**Tekst do nauki:**
Od 28 listopada, czyli do minionej soboty, obowiązuje nowe rozporządzenie, dotyczące środków zapobiegania i rozprzestrzeniania się koronawirusa. I chociaż zmieniło się niewiele, to jednak są to dosyć istotne kwestie, zwłaszcza dla pracowników. No i pracodawców.
Otóż zgodnie z zapisami wspomnianego dokumentu (art. 25, ust. 1, pkt 2, lit. c), do dnia 27 grudnia bieżącego roku nałożony został obowiązek zakrywania nosa i ust nie tylko w miejscach ogólnie dostępnych, lecz także:
Co to oznacza? Otóż od minionej soboty w pomieszczeniach biurowych wolno przebywać wyłącznie w maseczkach. Chyba, że w danym pomieszczeniu przebywa tylko jedna osoba. To samo dotyczy pomieszczeń socjalnych, przestrzeni wspólnych w biurowcach oraz, co ciekawe, stołówek. Czyli, przebywając na stołówce, nie możemy zdjąć maseczki. Jak zatem jeść? Pozostaje poprosić pozostałe osoby, by na chwilę opuściły pomieszczenie i wtedy dopiero można zdjąć maseczkę i skonsumować spokojnie posiłek. To samo z kawą – pracując w kilkuosobowym zespole, nie możemy jej wypić przy biurku! Ani zjeść kanapki. A, wracając jeszcze do kwestii do stołówek, specjaliści doradzają wpuszczanie po jednej osobie… warto więc chyba wprowadzić rezerwację godzin, bo taka zmiana z pewnością wpłynie na wydłużenie przerw na posiłek, z uwagi na konieczność oczekiwania w kolejce…
Covidowe absurdy. Bo chociaż noszenie maseczek, przyłbic czy chust zakrywających nos i usta ma jednak jakiś sens, to już wprowadzenie takich ograniczeń na stołówkach czy w biurze, gdzie odległość między stanowiskami (czy stolikami) jest zachowana, jest sporym utrudnieniem. Zresztą każdy, kto ma astmę lub chodzi w okularach wie, jak ciężko jest wytrzymać parę godzin z zasłoniętymi ustami i nosem. A, co ciekawe, jadąc w pociągu, w którym wymagana jest rezerwacja miejsc, mimo obecności współpasażerów, możemy zdjąć maskę i zjeść kanapkę lub napić się kawy… Siedząc praktycznie naprzeciw siebie, w metrowej odległości. Na stołówce natomiast, na której przebywają chociażby dwie osoby w odstępie 5 czy nawet 10 metrów, już nie. I czy to nie jest absurd?

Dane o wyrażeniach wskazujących
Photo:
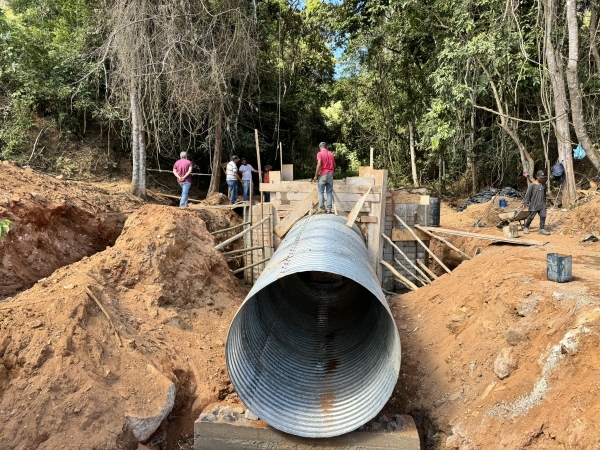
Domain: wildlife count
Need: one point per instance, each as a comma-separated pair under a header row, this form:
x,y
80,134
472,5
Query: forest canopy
x,y
454,95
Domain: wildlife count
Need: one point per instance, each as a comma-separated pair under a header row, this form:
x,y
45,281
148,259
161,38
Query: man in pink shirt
x,y
324,173
183,172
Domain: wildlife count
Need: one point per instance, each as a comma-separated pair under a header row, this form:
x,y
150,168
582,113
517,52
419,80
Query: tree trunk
x,y
215,180
138,142
413,160
593,31
526,159
561,106
573,83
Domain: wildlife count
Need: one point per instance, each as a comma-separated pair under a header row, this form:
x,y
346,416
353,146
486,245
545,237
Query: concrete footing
x,y
257,435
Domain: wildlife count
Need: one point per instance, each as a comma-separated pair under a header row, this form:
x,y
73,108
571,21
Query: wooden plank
x,y
444,241
307,186
405,235
354,213
422,244
367,219
287,172
342,197
487,237
358,181
426,269
397,274
299,211
374,239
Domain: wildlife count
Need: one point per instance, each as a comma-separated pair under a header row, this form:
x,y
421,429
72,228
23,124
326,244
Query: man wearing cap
x,y
182,169
246,171
535,199
232,178
324,174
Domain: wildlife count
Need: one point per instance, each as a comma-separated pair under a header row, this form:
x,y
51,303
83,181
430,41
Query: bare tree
x,y
413,159
177,62
561,104
573,83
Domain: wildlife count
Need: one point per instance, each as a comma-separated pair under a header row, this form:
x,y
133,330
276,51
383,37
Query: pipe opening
x,y
314,354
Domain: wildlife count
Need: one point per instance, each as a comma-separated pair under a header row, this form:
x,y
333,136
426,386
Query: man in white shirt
x,y
232,178
246,171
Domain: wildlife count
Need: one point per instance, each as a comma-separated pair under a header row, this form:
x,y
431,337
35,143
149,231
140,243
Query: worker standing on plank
x,y
267,180
232,178
535,199
182,169
246,171
324,174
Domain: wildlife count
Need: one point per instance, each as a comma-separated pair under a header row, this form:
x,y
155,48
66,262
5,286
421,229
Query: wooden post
x,y
239,235
426,269
400,276
422,244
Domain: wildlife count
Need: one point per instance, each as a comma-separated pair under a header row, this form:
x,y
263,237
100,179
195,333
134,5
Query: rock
x,y
400,422
142,426
207,417
513,337
36,323
505,363
527,306
453,441
250,415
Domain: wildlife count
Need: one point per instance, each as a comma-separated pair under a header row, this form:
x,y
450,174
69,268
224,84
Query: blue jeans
x,y
232,191
185,189
246,186
326,181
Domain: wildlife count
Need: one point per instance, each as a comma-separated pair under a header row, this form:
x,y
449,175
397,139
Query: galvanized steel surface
x,y
315,357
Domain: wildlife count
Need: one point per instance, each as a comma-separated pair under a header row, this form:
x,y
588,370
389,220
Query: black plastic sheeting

**Co zrobić:**
Odpowiedz krótko na pytania do tekstu o maseczkach w pracy:
1. Do którego dnia obowiązuje nakaz zakrywania nosa i ust?
2. Kiedy w pomieszczeniu biurowym można nie nosić maseczki?
3. W jakim pociągu można zdjąć maskę i zjeść kanapkę mimo obecności współpasażerów?
Wpisy nie mają nic wspólnego z tekstem.

**Wynik ćwiczenia:**
1. Do 27 grudnia bieżącego roku.
2. Gdy w danym pomieszczeniu przebywa tylko jedna osoba.
3. W pociągu, w którym wymagana jest rezerwacja miejsc.